- _SELECTED TEXT_:
(begin)
The Houston Chronicle
Copyright 2007

Few issues have become as emotionally or politically charged over the past few years as toll roads. As a Texas transportation commissioner for eight years and current sitting state senator, I have a well-documented history of supported toll roads to ensure our transportation infrastructure meets the demands of our growing population.

However, supporting toll roads does not equate to supporting a plan that prohibits competition or agreeing to policies that enrich a few shareholders at the expense of the taxpayer.

Gov. Rick Perry, the Texas Transportation Commission and the Legislature exhibited bold leadership and vision by embracing the toll road concept. Using toll roads enables the state to build more roads faster without raising fuel- or other taxes. Few Texans realize that current state fuel taxes do not cover the cost of maintaining current roads, much less to building new roads.
As is usually the case, the devil is in the details. As the Transportation Commission began negotiating contracts with private companies to build and operate new toll roads, the commission hit several bumps.

Most companies require at least a 50-year contract to operate and collect tolls. So the decisions we make today will affect taxpayers for the next half century. In the event the state needs to “buy back” the road during the 50-year period, it is imperative for us to have a clear buy-back provision to protect taxpayers.

The private companies prefer to put off addressing the buy-back issue until another day. This means the private companies would be free to hire experts to determine what they think the road is worth. It does not take a genius to figure out the companies will calculate the price in a way that enriches their shareholders and leaves taxpayers holding the bag. Therefore, before any contract is signed, the state should negotiate an agreed-upon formula.

Imagine if you could make a deal with the state to build a store in your hometown, use the state’s power of eminent domain to take the land needed for your store and then get the state to agree to refrain from building another store in your hometown for 50 years.

Now, imagine your hometown was projected to have double-digit population growth. While it may be hard to fault any business for pursuing such a deal, the taxpayers would hold elected officials accountable.

When the Transportation Commission announced the proposed corridor along I-35 in 2004, both Cintra-Zachary, the company chosen to build the system, and the Transportation Commission publicly stated there would be no “no-compete” clause in the contract.

Fast-forward a few years later and reality is like a cold glass of water in the face. With few exceptions, the Cintra contract contains a non-compete clause stating no alternative roads can be built within miles of either side of the toll road for 50 years without paying penalties. Many similar contracts are being negotiated that would give private companies exclusive rights to many-mile wide areas of land in Texas’ highest growth areas.

Put simply, the state is enacting a policy that forces Texans to drive on a toll road with very few alternatives. In high-growth areas, the private toll operator would be free to increase tolls as demand for the road increases. New road construction by the state would be penalized, thereby setting up a classic monopoly, agreed to by the state, forcing Texans to pay ever-increasing tolls. There should be incentives to relieve congestion, not penalties.

Texas’ transportation policy is too important to determine without open debate. Moving fast to meet today’s demand does not merit shortsighted decisions.

I filed Senate Bill 1267 to place a two-year moratorium on private equity toll projects. Toll roads can be built in the interim by the local authority or TXDOT; however, the government may not contract with a private company to operate toll roads until the Legislature ensures adequate protections are in place.

Surely we can agree that signing away our ability to expand our transportation system for 50 years in the name of expediency is not a wise decision.

Nichols, a Republican from Jacksonville, represents Texas Senate District 3 in East Texas. He is a retired engineer and former Texas Transportation Commissioner.
(end)
- _PROBLEM_:
Answer these from the piece on toll roads:
1. What minimum contract length do most companies require to operate a road and collect tolls?
2. In what year did the Transportation Commission announce the proposed corridor along I-35?
3. What does Senate Bill 1267 place on private equity toll projects?
The material has no connection to the piece on toll roads.

- _SOURCE MATERIAL_:
(begin)
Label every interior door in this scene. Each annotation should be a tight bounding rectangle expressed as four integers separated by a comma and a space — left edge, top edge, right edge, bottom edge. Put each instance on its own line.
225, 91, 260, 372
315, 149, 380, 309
(end)
- _RESULT FOR THIS EXERCISE_:
1. At least 50 years.
2. 2004.
3. A two-year moratorium.